— Start Source data —

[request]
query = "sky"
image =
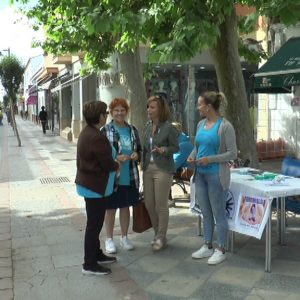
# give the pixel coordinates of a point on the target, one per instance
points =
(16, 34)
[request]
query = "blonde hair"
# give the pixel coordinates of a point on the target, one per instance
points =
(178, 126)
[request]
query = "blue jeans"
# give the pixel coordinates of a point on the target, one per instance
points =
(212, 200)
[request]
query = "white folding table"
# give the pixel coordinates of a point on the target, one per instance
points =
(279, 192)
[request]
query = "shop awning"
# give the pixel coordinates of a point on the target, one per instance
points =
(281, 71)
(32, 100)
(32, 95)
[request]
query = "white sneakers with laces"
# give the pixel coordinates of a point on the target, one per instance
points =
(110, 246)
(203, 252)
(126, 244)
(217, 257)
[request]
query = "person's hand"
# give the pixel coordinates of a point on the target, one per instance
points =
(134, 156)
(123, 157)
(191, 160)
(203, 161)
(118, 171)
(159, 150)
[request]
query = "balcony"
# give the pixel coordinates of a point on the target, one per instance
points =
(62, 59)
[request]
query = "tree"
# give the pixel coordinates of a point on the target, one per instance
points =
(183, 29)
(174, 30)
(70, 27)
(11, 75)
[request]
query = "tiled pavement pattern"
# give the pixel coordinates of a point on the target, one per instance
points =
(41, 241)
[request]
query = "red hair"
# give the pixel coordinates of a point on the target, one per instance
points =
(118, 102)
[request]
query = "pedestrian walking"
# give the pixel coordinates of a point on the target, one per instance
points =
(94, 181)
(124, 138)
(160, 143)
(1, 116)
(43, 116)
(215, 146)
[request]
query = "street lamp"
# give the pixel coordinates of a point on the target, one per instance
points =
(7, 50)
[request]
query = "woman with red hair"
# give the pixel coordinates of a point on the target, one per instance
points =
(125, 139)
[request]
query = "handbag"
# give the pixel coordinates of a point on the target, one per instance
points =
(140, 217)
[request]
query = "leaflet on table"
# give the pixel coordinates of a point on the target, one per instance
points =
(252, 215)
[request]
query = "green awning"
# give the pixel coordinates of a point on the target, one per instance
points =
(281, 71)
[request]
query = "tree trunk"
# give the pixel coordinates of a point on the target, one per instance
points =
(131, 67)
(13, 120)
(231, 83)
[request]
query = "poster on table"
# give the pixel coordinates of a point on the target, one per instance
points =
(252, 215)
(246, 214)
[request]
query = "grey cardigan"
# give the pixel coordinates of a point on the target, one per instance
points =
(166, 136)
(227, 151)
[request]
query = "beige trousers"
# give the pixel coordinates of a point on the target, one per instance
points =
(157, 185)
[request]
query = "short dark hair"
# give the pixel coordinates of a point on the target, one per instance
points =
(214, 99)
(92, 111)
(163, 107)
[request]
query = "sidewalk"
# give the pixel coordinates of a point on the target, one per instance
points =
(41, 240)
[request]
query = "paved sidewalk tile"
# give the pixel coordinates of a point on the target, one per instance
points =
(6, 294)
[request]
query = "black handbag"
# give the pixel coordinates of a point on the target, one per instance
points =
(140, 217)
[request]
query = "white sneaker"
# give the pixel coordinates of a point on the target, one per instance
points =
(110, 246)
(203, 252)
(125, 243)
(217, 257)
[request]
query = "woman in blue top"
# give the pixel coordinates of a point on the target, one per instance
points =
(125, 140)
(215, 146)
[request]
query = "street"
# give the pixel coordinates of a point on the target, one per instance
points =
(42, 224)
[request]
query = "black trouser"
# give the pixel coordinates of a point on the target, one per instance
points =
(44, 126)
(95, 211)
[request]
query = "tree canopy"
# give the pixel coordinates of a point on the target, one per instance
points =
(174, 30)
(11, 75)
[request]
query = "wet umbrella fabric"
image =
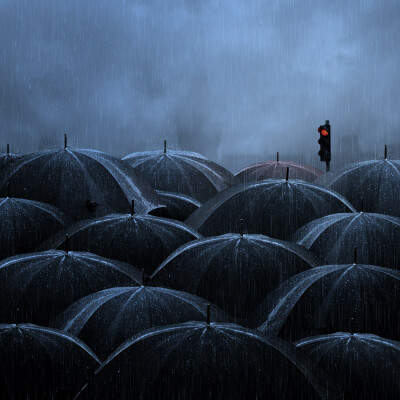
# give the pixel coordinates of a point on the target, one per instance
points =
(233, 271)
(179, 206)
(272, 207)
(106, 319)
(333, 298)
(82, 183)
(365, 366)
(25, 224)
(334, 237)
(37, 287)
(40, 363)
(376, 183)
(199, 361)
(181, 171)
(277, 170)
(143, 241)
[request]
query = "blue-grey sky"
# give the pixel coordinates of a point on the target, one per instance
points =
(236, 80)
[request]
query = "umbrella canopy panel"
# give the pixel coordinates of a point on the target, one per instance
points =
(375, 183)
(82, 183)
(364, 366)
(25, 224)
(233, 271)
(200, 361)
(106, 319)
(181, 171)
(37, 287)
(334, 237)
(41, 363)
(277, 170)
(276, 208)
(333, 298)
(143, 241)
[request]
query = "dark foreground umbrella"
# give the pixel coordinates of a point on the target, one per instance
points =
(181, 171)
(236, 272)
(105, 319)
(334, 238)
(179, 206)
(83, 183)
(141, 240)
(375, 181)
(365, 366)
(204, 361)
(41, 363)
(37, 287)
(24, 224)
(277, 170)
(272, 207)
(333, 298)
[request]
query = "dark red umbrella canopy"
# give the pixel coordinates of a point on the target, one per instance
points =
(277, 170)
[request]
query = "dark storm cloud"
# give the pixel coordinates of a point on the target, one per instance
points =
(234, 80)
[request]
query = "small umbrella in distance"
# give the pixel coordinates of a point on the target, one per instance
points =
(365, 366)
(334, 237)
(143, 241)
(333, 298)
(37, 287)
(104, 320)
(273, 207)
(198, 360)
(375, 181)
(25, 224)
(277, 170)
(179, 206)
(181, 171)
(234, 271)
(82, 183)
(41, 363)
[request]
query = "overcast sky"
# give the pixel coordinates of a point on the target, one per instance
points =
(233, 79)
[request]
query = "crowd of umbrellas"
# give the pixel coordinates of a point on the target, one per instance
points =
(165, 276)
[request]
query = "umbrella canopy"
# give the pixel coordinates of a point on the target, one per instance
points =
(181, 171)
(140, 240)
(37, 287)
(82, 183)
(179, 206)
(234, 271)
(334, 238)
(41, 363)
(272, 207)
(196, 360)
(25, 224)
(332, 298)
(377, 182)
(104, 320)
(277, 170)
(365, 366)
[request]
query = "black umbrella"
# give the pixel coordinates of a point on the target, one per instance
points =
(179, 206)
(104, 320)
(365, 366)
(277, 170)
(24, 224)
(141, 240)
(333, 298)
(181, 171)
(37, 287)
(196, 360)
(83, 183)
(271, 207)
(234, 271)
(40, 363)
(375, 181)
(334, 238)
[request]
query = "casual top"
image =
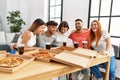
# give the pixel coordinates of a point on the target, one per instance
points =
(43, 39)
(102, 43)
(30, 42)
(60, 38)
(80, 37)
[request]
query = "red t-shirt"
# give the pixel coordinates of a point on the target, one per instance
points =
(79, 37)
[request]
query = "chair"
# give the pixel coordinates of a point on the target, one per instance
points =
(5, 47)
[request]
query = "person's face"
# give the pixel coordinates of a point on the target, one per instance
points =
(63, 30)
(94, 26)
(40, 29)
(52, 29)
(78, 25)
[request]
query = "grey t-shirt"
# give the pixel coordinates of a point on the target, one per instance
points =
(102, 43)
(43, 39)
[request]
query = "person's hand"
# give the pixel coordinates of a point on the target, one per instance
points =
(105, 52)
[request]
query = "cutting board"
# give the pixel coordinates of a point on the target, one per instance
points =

— End Source data —

Given instruction: Find every line in the records above that contains the string "canopy" and copy each one. Matching is case-sensitive.

Result below:
query = "tree canopy"
query = "umbrella canopy panel"
query = "dark red umbrella canopy"
query = "umbrella canopy"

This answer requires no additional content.